• Work instructions
What is needed here is an exact transcription of the entries that follow.

• Provided material

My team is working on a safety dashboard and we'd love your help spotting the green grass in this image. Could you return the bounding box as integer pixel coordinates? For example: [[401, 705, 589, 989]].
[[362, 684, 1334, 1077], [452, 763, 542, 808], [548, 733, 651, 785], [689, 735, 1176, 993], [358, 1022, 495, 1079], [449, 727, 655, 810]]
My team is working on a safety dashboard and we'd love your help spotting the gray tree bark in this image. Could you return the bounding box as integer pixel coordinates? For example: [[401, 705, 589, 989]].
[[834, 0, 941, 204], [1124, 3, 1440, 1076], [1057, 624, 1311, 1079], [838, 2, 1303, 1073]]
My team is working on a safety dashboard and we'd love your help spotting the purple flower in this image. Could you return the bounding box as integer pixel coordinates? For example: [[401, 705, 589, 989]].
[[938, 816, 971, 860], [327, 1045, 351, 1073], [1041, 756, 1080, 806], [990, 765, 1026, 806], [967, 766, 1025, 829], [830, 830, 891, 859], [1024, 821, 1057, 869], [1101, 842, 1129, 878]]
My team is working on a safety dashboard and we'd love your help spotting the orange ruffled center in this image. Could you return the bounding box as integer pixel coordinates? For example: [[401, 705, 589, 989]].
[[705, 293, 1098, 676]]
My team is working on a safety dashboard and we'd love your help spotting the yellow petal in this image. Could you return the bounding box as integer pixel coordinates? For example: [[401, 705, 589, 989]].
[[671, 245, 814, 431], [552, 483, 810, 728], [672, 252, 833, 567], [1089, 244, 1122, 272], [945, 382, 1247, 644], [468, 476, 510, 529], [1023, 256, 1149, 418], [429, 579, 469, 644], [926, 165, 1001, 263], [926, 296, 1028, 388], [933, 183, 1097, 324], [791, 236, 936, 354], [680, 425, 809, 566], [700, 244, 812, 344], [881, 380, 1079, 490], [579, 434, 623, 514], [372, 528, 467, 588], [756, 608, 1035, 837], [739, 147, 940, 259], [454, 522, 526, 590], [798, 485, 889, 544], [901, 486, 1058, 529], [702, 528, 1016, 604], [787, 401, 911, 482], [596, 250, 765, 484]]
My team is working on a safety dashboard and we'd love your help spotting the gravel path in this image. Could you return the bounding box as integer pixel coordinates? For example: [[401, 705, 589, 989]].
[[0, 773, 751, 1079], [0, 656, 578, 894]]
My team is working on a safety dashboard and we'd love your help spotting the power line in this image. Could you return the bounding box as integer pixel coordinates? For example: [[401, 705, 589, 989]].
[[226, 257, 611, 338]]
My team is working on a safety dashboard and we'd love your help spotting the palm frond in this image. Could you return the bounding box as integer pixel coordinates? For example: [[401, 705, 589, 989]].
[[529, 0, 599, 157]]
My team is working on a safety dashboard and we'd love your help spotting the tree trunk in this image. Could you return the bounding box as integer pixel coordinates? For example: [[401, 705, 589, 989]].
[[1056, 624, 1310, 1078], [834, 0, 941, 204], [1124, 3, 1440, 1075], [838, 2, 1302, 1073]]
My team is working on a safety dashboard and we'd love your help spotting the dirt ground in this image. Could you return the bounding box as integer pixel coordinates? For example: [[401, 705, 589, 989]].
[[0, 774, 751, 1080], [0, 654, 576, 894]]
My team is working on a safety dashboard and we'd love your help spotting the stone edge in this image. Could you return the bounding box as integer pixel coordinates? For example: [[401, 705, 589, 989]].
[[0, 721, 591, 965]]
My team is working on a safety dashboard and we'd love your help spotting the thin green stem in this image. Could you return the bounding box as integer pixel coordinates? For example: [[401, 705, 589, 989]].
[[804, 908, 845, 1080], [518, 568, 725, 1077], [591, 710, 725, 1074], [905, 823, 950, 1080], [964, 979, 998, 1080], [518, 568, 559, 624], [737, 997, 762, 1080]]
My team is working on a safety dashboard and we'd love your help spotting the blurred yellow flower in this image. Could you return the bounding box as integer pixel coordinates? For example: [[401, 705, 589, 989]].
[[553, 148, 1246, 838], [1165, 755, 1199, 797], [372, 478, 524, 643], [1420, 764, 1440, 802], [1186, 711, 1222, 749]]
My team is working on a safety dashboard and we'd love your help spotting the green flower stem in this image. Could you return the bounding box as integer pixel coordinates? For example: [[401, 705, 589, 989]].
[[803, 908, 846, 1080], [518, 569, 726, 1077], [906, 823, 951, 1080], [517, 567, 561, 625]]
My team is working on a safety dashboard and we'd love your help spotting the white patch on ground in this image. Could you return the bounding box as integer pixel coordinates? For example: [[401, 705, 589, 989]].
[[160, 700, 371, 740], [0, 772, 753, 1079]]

• Solution to this task
My team is working on a safety dashboard and we'd love your help spotting the green grass in this image. Could you return the bounding box as integer pixel coordinates? For example: [[401, 705, 589, 989]].
[[362, 684, 1334, 1077], [452, 763, 542, 808], [548, 733, 651, 785], [689, 735, 1176, 993], [358, 1022, 495, 1079], [449, 727, 655, 810]]
My team is working on a safety dashboard and we'd love your help spotting the gray tree bark in this image. Could you return the bounding box as integer pixel coordinates? For example: [[401, 705, 589, 989]].
[[834, 0, 941, 204], [1124, 3, 1440, 1076], [1057, 624, 1311, 1079], [838, 2, 1303, 1073]]
My team is working on a safety dashboard and we'd love your help spotting the purple flower in this image. Could you return the bounding box as integer pixel coordinates? For example: [[401, 705, 589, 989]].
[[938, 816, 971, 860], [327, 1045, 351, 1073], [1041, 756, 1080, 806], [990, 765, 1026, 806], [967, 766, 1025, 829], [830, 830, 891, 859], [1024, 821, 1057, 869], [1101, 842, 1129, 878]]
My team is working on a safety dashboard and we'd love your help spotting the orange ruffled center in this image. Could you return the bounding box as integer pixel coordinates? For example: [[401, 705, 589, 989]].
[[705, 293, 1098, 676]]
My team is working on a safety dashboard and we'd love your help spotting the yellow petal in this image. Could you return the bounding box as integer pixel coordinates? For example: [[401, 705, 589, 989]].
[[671, 245, 814, 431], [552, 483, 810, 728], [672, 252, 833, 567], [1089, 244, 1122, 272], [945, 382, 1247, 644], [468, 476, 510, 529], [1023, 256, 1149, 418], [429, 579, 469, 644], [926, 165, 1001, 263], [926, 296, 1028, 388], [933, 183, 1097, 324], [791, 236, 936, 354], [680, 425, 809, 566], [700, 244, 812, 344], [881, 380, 1079, 490], [579, 434, 623, 514], [372, 528, 467, 588], [756, 608, 1035, 837], [739, 147, 940, 259], [454, 522, 526, 590], [798, 485, 889, 544], [901, 486, 1058, 529], [702, 528, 1016, 604], [787, 401, 911, 482], [596, 250, 765, 484]]
My team is working on a safety dashboard and we'd love your help spotting the gravel path in this image. Could you return the bounding box as integer pixel coordinates? For example: [[401, 705, 589, 989]].
[[0, 773, 751, 1079], [0, 656, 578, 894]]
My team is working on a safety dashboard and we'd love your help spotting the power line in this image. Could you return the bounding box as integer pixel coordinates? For example: [[401, 705, 589, 989]].
[[226, 257, 611, 338]]
My team is working on a safety dashboard and we'd love your help spotting the palm frond in this image. Could you return the bounding box as integer pixel coordinates? For example: [[401, 705, 589, 989]].
[[529, 0, 599, 157]]
My team is working on a safety dashboard and we'd love your help spotting the tree trunk in this image. Could you return the bounding box as integer pixel coordinates? For example: [[401, 705, 589, 989]].
[[1056, 624, 1310, 1078], [834, 0, 941, 204], [1124, 3, 1440, 1075], [838, 2, 1302, 1073]]
My team is working on a safety dashboard and we'd love your help spotting the dirt ground in this image. Could you return the bounding box as integer pixel coordinates? For example: [[401, 705, 589, 989]].
[[0, 774, 751, 1080], [0, 654, 576, 894]]
My team is working on a safety dashboard and we'd love your help spotting the stone edge in this image. Could you return the bounding box as integer pixel coordinates? For example: [[401, 705, 589, 989]].
[[0, 721, 591, 965]]
My team is working on a safety dashboard and we'd love your help spotting the thin green stem in this image. Could you return the bounding box as integer pixel coordinates? For example: [[401, 705, 589, 989]].
[[804, 908, 845, 1080], [518, 568, 725, 1077], [591, 710, 725, 1074], [905, 823, 950, 1080], [964, 979, 998, 1080], [518, 568, 559, 624], [737, 997, 762, 1080]]
My team is working on a safety dashboard and we'd love your help spotting the blurred yellow flower in this image. Could you return the bounding box as integer pixel coordinates? For example: [[401, 705, 589, 989]].
[[553, 148, 1246, 838], [1165, 755, 1199, 797], [372, 478, 524, 643], [1420, 764, 1440, 802], [1186, 711, 1222, 749]]
My team is working on a safety dashboard and we'd love your help spotting the green flower stem in this image. Could you return the bounding box as integer pixel coordinates? For example: [[401, 705, 589, 989]].
[[803, 908, 846, 1080], [518, 569, 726, 1077], [906, 823, 951, 1080], [517, 567, 561, 625]]
My team is working on a safety dashboard and we'd love your help spotting the white patch on ground in this image. Could you return the bounding box as integer pixel coordinates? For example: [[401, 705, 589, 989]].
[[160, 700, 371, 740], [0, 772, 753, 1079]]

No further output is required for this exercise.